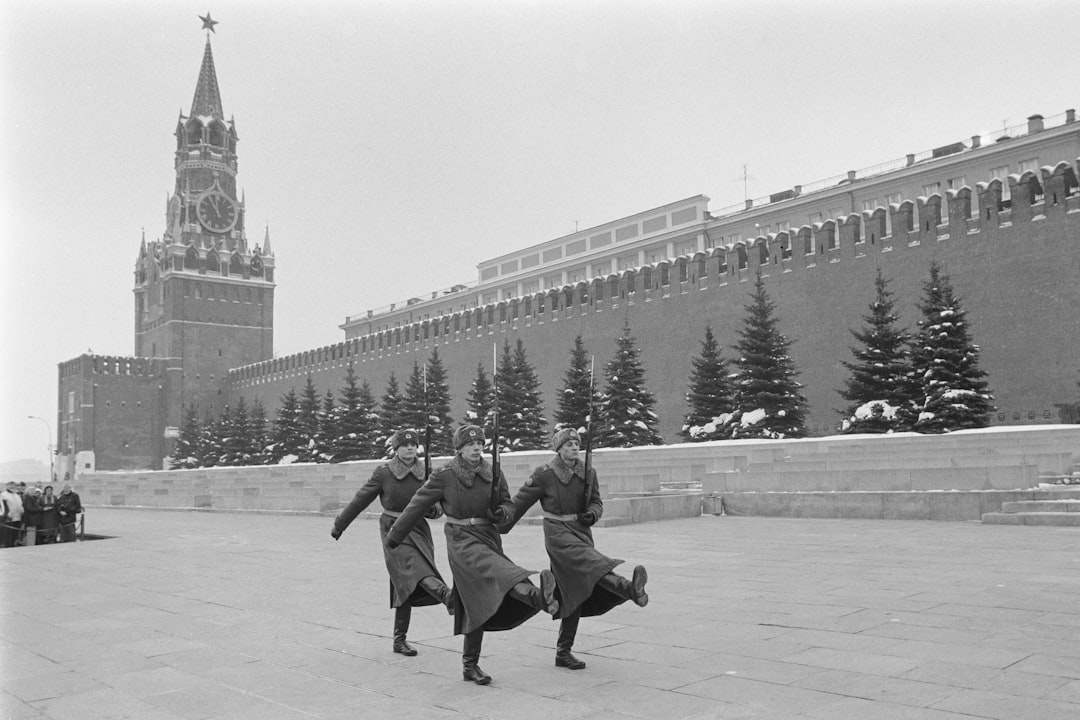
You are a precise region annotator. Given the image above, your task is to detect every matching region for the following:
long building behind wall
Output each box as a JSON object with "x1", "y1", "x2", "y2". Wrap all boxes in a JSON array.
[{"x1": 229, "y1": 110, "x2": 1080, "y2": 441}]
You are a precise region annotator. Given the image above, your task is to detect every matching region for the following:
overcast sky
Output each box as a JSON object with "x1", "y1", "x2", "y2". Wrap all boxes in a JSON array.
[{"x1": 0, "y1": 0, "x2": 1080, "y2": 462}]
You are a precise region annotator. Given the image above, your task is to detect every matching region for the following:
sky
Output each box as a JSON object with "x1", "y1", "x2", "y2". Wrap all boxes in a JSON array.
[{"x1": 0, "y1": 0, "x2": 1080, "y2": 462}]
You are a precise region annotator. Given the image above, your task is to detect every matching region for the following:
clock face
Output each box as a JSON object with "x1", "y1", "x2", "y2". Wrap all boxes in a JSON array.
[{"x1": 195, "y1": 192, "x2": 237, "y2": 232}]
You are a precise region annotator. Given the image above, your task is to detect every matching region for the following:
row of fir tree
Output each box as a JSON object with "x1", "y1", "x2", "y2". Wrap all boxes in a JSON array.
[{"x1": 172, "y1": 263, "x2": 994, "y2": 468}]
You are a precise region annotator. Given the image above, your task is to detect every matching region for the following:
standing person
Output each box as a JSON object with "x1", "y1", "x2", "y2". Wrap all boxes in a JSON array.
[
  {"x1": 513, "y1": 427, "x2": 649, "y2": 670},
  {"x1": 38, "y1": 485, "x2": 59, "y2": 545},
  {"x1": 387, "y1": 425, "x2": 558, "y2": 685},
  {"x1": 0, "y1": 483, "x2": 23, "y2": 547},
  {"x1": 23, "y1": 484, "x2": 41, "y2": 546},
  {"x1": 330, "y1": 430, "x2": 454, "y2": 657},
  {"x1": 56, "y1": 485, "x2": 83, "y2": 543}
]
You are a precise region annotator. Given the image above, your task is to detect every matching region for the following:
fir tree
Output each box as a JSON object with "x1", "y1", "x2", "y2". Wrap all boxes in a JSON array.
[
  {"x1": 297, "y1": 375, "x2": 320, "y2": 462},
  {"x1": 247, "y1": 399, "x2": 270, "y2": 465},
  {"x1": 461, "y1": 363, "x2": 494, "y2": 433},
  {"x1": 395, "y1": 361, "x2": 428, "y2": 432},
  {"x1": 417, "y1": 348, "x2": 454, "y2": 456},
  {"x1": 555, "y1": 335, "x2": 600, "y2": 443},
  {"x1": 314, "y1": 390, "x2": 338, "y2": 462},
  {"x1": 594, "y1": 322, "x2": 664, "y2": 448},
  {"x1": 679, "y1": 325, "x2": 733, "y2": 443},
  {"x1": 170, "y1": 405, "x2": 202, "y2": 470},
  {"x1": 840, "y1": 268, "x2": 918, "y2": 433},
  {"x1": 912, "y1": 262, "x2": 994, "y2": 433},
  {"x1": 219, "y1": 397, "x2": 252, "y2": 466},
  {"x1": 500, "y1": 338, "x2": 548, "y2": 450},
  {"x1": 332, "y1": 363, "x2": 377, "y2": 462},
  {"x1": 266, "y1": 388, "x2": 305, "y2": 464},
  {"x1": 199, "y1": 405, "x2": 229, "y2": 467},
  {"x1": 728, "y1": 273, "x2": 806, "y2": 438},
  {"x1": 376, "y1": 372, "x2": 405, "y2": 457}
]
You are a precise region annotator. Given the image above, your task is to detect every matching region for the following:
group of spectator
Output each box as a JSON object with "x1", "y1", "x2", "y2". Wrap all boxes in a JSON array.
[{"x1": 0, "y1": 483, "x2": 83, "y2": 547}]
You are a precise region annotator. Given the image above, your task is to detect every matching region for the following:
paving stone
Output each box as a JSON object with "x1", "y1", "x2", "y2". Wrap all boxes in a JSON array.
[{"x1": 0, "y1": 510, "x2": 1080, "y2": 720}]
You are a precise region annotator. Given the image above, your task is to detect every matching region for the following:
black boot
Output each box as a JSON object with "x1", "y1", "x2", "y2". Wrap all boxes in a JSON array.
[
  {"x1": 555, "y1": 612, "x2": 585, "y2": 670},
  {"x1": 596, "y1": 566, "x2": 649, "y2": 608},
  {"x1": 461, "y1": 629, "x2": 491, "y2": 685},
  {"x1": 420, "y1": 575, "x2": 454, "y2": 615},
  {"x1": 510, "y1": 570, "x2": 558, "y2": 616},
  {"x1": 394, "y1": 603, "x2": 416, "y2": 657}
]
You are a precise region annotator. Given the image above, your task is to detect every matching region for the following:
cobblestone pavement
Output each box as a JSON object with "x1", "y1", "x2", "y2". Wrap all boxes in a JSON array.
[{"x1": 0, "y1": 510, "x2": 1080, "y2": 720}]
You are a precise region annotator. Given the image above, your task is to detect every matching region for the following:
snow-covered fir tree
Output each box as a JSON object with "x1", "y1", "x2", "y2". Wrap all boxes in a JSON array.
[
  {"x1": 218, "y1": 396, "x2": 253, "y2": 466},
  {"x1": 384, "y1": 372, "x2": 405, "y2": 458},
  {"x1": 170, "y1": 405, "x2": 202, "y2": 470},
  {"x1": 314, "y1": 390, "x2": 338, "y2": 462},
  {"x1": 839, "y1": 268, "x2": 919, "y2": 433},
  {"x1": 727, "y1": 273, "x2": 806, "y2": 438},
  {"x1": 296, "y1": 375, "x2": 321, "y2": 462},
  {"x1": 330, "y1": 363, "x2": 381, "y2": 462},
  {"x1": 199, "y1": 406, "x2": 222, "y2": 467},
  {"x1": 266, "y1": 388, "x2": 307, "y2": 465},
  {"x1": 461, "y1": 363, "x2": 492, "y2": 436},
  {"x1": 912, "y1": 262, "x2": 994, "y2": 433},
  {"x1": 499, "y1": 338, "x2": 548, "y2": 450},
  {"x1": 247, "y1": 399, "x2": 270, "y2": 465},
  {"x1": 417, "y1": 348, "x2": 454, "y2": 456},
  {"x1": 555, "y1": 335, "x2": 600, "y2": 444},
  {"x1": 679, "y1": 325, "x2": 733, "y2": 443},
  {"x1": 593, "y1": 322, "x2": 664, "y2": 448}
]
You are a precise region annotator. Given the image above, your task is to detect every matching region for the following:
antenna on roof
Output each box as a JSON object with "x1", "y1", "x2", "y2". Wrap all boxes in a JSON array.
[{"x1": 732, "y1": 163, "x2": 757, "y2": 202}]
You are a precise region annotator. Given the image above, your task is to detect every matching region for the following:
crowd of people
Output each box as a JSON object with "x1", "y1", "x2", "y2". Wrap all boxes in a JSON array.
[
  {"x1": 330, "y1": 425, "x2": 649, "y2": 685},
  {"x1": 0, "y1": 481, "x2": 83, "y2": 547}
]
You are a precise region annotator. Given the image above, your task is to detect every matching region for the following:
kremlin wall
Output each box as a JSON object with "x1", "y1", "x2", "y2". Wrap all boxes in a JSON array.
[{"x1": 229, "y1": 160, "x2": 1080, "y2": 441}]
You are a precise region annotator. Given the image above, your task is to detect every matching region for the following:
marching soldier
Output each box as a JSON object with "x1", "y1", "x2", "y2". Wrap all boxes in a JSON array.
[
  {"x1": 513, "y1": 427, "x2": 649, "y2": 670},
  {"x1": 330, "y1": 430, "x2": 454, "y2": 656},
  {"x1": 386, "y1": 425, "x2": 558, "y2": 685}
]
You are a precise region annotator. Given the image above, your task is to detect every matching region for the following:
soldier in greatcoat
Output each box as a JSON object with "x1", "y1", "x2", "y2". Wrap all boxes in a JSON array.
[
  {"x1": 387, "y1": 425, "x2": 558, "y2": 685},
  {"x1": 330, "y1": 430, "x2": 454, "y2": 656},
  {"x1": 512, "y1": 427, "x2": 649, "y2": 670}
]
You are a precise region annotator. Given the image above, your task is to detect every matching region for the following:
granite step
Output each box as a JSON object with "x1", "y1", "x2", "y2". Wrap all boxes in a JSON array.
[{"x1": 983, "y1": 512, "x2": 1080, "y2": 528}]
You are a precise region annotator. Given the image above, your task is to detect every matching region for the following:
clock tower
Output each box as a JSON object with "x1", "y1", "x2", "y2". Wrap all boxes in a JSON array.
[{"x1": 134, "y1": 35, "x2": 274, "y2": 425}]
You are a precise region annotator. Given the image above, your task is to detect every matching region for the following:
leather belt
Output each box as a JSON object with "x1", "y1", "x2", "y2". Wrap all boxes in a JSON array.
[{"x1": 443, "y1": 515, "x2": 491, "y2": 525}]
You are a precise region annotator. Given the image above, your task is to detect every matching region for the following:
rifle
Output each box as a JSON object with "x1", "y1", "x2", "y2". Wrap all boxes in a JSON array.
[
  {"x1": 582, "y1": 355, "x2": 596, "y2": 513},
  {"x1": 423, "y1": 365, "x2": 431, "y2": 483},
  {"x1": 489, "y1": 343, "x2": 499, "y2": 513}
]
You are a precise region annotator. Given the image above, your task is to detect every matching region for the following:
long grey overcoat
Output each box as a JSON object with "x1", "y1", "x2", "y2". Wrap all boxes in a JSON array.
[
  {"x1": 334, "y1": 458, "x2": 443, "y2": 608},
  {"x1": 513, "y1": 456, "x2": 625, "y2": 617},
  {"x1": 389, "y1": 456, "x2": 539, "y2": 635}
]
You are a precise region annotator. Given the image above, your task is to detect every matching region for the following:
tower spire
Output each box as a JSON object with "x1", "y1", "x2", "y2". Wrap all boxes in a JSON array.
[{"x1": 190, "y1": 33, "x2": 225, "y2": 120}]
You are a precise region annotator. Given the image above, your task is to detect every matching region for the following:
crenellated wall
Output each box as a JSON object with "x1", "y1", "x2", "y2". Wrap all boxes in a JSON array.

==================================================

Written exercise: Find each line in the rows above that contains the word "long", and copy those lines.

Task answer:
long building behind wall
long grey overcoat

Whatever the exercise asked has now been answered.